The theme of this exhibition, “A Natural Selection,” was initially intended to emphasize the world of natural creatures, by and large excluding humans. Paintings and objects were thus selected for inclusion that presented these animals, birds, and creatures in forms varying from the most realistic to the extremely abstract. As preparations for the exhibition progressed, however, other meanings and interpretations came into play, and ideas on the evolution of the various arts determined the addition of a number of additional pieces.
There were many highlights in this exhibition which included Chinese earthenwares, stonewares, porcelains, and metalwares from the Bronze Age to the Tang, as well as later Chinese textiles. An exquisite Song-dynasty fan painting, “Butterfly and Roses,” and an anonymous landscape fan painting with an old attribution to Li Tang, represented the early Chinese academic tradition, while a striking painting by Lu Ji in hanging scroll format of colorful camellias growing by rocks and bamboo, all blanketed by snow, represents the Ming court or academy style.

Given exercise A:
Write out the passage of the exhibition description starting with "The theme of" and going on through "of additional pieces.".
Given exercise B:
Do the following statements agree with the exhibition description? Answer yes or no for each, quoting the words that decide it.
(i) The exhibition's theme was "A Natural Selection."
(ii) The fan painting "Butterfly and Roses" dates from the Ming dynasty.
(iii) Lu Ji's painting is in hanging scroll format.
Given exercise C:
Please answer these questions from the exhibition description.
(i) What was the exhibition's theme initially intended to emphasize?
(ii) To whom does the anonymous landscape fan painting carry an old attribution?
(iii) What style does Lu Ji's painting represent?

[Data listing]
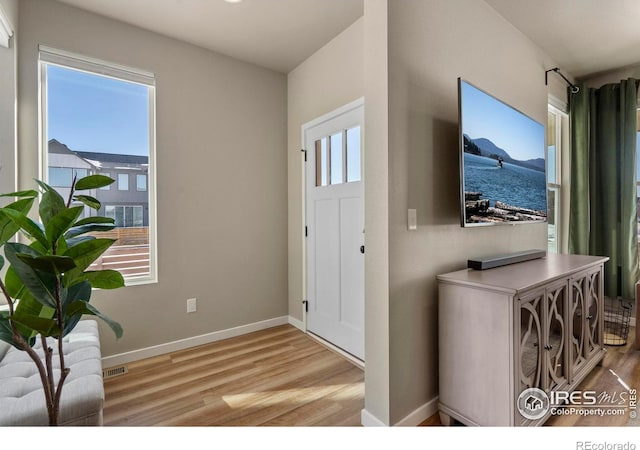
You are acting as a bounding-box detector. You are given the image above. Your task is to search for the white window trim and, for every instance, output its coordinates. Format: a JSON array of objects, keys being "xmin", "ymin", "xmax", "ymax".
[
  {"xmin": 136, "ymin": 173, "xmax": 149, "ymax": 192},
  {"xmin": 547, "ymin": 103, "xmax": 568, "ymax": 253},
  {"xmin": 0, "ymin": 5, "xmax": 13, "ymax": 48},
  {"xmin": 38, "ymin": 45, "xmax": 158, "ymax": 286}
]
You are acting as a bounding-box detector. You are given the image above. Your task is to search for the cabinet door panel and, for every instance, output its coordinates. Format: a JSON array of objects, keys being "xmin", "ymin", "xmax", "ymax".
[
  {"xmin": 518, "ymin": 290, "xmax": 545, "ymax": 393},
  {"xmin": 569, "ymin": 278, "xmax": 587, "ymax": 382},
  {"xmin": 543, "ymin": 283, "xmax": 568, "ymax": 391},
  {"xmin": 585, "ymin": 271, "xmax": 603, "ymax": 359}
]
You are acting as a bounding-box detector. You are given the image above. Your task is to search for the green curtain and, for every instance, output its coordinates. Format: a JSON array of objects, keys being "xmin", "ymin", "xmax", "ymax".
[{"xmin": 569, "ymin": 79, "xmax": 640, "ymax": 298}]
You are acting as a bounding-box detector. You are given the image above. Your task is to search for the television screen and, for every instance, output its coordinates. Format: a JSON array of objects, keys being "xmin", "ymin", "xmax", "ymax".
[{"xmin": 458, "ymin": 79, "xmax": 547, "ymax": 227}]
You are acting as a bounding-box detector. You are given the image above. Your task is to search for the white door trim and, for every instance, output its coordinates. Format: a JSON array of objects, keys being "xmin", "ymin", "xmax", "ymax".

Full solution A:
The theme of this exhibition, “A Natural Selection,” was initially intended to emphasize the world of natural creatures, by and large excluding humans. Paintings and objects were thus selected for inclusion that presented these animals, birds, and creatures in forms varying from the most realistic to the extremely abstract. As preparations for the exhibition progressed, however, other meanings and interpretations came into play, and ideas on the evolution of the various arts determined the addition of a number of additional pieces.

Full solution B:
(i) Yes: "The theme of this exhibition, “A Natural Selection,”"
(ii) No: "An exquisite Song-dynasty fan painting, “Butterfly and Roses,”"
(iii) Yes: "a striking painting by Lu Ji in hanging scroll format"

Full solution C:
(i) The world of natural creatures, by and large excluding humans.
(ii) Li Tang.
(iii) The Ming court or academy style.